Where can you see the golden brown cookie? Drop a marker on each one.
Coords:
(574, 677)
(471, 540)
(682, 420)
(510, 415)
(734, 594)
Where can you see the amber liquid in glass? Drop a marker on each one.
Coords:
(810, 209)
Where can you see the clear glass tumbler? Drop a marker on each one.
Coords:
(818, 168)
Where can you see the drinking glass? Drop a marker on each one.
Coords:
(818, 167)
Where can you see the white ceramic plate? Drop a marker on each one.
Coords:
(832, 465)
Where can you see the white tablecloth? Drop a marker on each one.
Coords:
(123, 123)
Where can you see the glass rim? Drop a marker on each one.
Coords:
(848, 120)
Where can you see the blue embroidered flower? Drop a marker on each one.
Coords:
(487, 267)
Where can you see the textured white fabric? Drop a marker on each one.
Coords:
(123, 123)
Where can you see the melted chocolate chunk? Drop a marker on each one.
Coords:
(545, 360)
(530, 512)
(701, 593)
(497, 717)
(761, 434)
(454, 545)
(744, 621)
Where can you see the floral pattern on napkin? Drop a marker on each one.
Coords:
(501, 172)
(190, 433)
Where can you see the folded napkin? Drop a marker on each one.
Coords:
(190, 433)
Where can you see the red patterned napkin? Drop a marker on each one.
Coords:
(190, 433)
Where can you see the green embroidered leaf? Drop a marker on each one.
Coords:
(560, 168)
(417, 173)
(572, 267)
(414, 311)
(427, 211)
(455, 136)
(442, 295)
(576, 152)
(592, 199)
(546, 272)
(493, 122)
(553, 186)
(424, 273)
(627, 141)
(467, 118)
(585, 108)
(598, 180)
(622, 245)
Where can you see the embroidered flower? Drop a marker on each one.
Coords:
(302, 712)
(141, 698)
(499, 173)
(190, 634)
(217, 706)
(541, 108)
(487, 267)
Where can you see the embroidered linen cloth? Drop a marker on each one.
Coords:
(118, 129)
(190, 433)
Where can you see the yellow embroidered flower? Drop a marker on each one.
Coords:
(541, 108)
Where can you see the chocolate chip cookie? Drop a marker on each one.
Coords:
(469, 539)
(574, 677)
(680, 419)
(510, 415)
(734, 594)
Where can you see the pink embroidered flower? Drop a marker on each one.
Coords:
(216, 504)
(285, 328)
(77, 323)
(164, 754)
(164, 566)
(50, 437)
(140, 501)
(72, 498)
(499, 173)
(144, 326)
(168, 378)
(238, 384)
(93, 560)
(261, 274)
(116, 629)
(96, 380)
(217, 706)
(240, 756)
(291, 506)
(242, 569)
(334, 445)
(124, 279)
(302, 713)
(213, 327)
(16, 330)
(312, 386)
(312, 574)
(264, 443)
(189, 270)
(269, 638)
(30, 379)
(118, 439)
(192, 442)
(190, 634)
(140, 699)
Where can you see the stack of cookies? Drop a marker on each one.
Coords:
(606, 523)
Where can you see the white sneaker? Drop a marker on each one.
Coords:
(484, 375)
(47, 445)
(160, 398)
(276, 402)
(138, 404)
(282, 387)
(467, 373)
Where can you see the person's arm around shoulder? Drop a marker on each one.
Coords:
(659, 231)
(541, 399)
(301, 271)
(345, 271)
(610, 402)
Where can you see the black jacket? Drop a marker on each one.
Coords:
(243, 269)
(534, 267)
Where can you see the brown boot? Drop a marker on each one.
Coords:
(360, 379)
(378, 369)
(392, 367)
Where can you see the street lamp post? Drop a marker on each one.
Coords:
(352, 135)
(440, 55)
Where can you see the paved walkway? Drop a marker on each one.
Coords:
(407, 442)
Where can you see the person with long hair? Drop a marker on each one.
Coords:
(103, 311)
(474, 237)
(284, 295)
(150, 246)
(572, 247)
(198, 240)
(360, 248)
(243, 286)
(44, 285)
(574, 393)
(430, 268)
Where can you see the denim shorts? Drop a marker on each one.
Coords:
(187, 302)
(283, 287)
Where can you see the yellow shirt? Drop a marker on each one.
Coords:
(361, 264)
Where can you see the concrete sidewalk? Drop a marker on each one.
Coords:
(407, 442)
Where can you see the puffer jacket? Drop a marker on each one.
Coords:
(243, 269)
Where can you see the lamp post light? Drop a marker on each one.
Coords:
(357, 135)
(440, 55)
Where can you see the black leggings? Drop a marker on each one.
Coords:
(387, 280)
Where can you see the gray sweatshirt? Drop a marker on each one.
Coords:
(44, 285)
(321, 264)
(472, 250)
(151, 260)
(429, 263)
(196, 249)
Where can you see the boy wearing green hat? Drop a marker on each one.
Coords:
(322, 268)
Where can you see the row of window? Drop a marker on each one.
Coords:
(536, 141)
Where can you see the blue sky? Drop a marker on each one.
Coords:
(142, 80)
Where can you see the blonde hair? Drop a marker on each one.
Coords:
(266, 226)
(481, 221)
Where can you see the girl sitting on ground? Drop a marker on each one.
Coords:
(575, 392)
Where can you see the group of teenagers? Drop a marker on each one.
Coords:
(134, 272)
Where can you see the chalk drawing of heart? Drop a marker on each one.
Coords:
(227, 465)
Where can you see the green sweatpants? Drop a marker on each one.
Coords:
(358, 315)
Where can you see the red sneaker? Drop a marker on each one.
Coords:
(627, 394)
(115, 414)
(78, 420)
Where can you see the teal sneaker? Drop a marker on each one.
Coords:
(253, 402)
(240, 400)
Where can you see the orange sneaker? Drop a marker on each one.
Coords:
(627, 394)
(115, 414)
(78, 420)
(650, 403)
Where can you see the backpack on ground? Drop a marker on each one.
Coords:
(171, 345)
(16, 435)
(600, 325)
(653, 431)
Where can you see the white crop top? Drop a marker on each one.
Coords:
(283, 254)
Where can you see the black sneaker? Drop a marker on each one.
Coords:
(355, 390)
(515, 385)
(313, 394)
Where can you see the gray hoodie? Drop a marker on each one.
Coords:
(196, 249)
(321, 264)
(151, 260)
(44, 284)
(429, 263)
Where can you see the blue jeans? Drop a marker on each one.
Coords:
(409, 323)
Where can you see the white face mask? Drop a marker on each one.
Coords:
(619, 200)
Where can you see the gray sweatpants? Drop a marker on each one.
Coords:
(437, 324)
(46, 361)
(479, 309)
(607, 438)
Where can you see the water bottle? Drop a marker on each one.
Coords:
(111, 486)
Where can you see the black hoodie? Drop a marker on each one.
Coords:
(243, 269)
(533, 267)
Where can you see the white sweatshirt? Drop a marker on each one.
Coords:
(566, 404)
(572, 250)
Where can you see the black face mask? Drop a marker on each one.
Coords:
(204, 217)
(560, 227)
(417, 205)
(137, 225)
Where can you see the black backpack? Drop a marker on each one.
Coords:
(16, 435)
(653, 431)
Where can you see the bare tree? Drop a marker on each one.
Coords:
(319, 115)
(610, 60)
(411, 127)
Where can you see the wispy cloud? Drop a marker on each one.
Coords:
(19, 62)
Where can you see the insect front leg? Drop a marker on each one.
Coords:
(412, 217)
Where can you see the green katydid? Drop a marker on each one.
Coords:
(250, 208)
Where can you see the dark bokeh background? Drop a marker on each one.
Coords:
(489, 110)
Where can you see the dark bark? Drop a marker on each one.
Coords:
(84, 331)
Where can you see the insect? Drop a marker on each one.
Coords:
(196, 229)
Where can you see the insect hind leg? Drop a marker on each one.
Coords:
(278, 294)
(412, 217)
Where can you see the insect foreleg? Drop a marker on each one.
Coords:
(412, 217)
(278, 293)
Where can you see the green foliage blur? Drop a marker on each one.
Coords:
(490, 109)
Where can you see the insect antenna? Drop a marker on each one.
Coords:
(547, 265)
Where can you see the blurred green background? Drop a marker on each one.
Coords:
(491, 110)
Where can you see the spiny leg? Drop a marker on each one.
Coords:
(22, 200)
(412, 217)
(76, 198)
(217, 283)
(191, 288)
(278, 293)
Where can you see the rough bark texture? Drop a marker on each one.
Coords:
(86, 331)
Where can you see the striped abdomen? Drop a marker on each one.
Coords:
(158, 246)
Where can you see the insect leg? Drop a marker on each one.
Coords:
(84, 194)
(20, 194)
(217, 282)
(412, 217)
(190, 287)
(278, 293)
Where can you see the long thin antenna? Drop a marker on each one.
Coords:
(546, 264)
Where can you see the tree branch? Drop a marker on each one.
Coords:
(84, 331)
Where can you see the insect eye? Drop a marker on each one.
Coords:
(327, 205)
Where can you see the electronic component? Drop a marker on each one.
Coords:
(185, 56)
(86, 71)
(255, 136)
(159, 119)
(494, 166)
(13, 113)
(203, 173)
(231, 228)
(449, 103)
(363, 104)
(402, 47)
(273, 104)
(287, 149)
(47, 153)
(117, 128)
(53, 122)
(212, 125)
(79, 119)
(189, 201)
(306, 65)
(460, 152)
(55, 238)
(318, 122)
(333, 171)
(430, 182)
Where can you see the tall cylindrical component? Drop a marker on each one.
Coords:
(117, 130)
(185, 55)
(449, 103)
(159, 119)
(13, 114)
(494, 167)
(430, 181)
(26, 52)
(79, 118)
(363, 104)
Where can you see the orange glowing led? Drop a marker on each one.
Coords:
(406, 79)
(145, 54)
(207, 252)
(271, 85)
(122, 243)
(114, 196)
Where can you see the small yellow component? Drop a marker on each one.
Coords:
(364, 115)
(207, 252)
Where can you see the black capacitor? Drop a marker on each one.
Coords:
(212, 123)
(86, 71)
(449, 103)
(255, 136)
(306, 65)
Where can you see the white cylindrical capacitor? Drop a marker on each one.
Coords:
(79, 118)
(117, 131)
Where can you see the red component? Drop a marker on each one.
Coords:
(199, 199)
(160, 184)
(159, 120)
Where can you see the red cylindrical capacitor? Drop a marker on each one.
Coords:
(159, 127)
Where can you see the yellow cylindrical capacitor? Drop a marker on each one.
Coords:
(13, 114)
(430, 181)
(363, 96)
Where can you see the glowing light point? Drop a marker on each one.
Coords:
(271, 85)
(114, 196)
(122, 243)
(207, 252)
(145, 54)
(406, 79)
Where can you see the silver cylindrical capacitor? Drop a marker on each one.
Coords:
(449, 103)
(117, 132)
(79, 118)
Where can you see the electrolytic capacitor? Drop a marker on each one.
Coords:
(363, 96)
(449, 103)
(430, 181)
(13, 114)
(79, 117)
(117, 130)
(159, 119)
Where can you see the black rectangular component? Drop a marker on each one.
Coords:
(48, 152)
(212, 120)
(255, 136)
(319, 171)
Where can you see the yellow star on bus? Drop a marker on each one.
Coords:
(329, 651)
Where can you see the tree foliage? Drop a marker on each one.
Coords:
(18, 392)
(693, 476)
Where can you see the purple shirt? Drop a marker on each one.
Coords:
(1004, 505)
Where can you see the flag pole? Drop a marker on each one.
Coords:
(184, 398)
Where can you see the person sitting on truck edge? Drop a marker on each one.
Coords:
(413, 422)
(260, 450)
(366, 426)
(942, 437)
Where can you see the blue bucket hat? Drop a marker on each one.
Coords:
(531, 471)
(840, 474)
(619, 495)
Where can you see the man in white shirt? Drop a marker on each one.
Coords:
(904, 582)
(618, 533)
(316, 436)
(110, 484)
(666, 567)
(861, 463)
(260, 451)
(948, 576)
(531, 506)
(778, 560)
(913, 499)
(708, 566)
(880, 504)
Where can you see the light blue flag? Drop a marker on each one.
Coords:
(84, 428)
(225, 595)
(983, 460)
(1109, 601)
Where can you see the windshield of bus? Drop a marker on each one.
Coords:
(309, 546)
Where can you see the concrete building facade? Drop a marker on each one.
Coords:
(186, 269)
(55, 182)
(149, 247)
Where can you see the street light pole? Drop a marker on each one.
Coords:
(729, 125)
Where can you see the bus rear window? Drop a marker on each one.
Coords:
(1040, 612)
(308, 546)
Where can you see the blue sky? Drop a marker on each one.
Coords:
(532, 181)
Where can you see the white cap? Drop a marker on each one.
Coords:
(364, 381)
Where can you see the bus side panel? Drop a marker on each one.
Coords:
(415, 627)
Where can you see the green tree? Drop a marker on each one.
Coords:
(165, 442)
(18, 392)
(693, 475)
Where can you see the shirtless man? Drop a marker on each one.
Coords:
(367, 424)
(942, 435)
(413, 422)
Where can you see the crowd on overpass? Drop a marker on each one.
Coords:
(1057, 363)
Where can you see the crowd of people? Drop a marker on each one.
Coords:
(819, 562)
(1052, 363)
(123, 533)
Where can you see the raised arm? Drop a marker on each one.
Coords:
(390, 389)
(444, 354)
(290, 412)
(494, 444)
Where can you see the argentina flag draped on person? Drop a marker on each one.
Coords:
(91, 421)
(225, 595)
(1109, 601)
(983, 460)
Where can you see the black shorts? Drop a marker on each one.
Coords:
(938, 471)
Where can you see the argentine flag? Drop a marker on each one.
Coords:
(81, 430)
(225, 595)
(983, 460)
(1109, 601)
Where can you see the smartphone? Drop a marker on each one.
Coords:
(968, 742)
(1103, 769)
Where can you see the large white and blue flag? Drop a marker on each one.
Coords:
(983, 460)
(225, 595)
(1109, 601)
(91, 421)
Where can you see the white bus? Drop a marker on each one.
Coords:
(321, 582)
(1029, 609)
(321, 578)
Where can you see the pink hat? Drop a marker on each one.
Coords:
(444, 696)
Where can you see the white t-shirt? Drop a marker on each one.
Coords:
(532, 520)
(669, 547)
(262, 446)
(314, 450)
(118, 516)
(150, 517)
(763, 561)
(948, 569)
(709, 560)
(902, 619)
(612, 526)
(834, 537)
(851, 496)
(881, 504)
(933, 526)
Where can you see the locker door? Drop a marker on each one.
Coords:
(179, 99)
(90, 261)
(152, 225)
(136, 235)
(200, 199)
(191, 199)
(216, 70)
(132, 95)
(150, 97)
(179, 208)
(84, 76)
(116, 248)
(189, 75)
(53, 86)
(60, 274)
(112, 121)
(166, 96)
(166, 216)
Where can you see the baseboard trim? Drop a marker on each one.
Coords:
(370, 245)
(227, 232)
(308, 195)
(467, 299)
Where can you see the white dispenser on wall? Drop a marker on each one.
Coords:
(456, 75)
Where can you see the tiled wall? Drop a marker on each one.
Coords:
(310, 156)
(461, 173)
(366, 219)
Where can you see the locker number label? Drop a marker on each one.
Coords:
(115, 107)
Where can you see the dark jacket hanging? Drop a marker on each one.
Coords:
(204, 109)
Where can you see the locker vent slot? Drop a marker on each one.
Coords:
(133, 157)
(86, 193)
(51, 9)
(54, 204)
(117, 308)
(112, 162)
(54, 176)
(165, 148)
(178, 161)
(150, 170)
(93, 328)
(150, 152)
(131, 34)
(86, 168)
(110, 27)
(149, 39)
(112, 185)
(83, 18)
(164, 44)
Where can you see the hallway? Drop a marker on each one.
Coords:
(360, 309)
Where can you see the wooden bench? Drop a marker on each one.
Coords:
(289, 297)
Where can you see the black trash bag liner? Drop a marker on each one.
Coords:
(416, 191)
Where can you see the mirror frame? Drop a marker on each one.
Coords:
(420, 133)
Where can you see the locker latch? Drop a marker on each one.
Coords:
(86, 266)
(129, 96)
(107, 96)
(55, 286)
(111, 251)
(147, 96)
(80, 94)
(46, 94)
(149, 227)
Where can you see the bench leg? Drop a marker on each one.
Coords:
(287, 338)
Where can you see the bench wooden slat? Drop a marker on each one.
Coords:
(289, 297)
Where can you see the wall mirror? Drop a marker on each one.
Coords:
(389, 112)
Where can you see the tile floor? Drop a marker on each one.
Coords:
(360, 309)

• _PROBLEM STATEMENT_
Copy all lines from the data that hold the word "street".

• _RESULT FOR THIS TASK_
Where can you see the street lamp post? Drop a marker on each one.
Where can you see the street light pole? Drop a marker on each one.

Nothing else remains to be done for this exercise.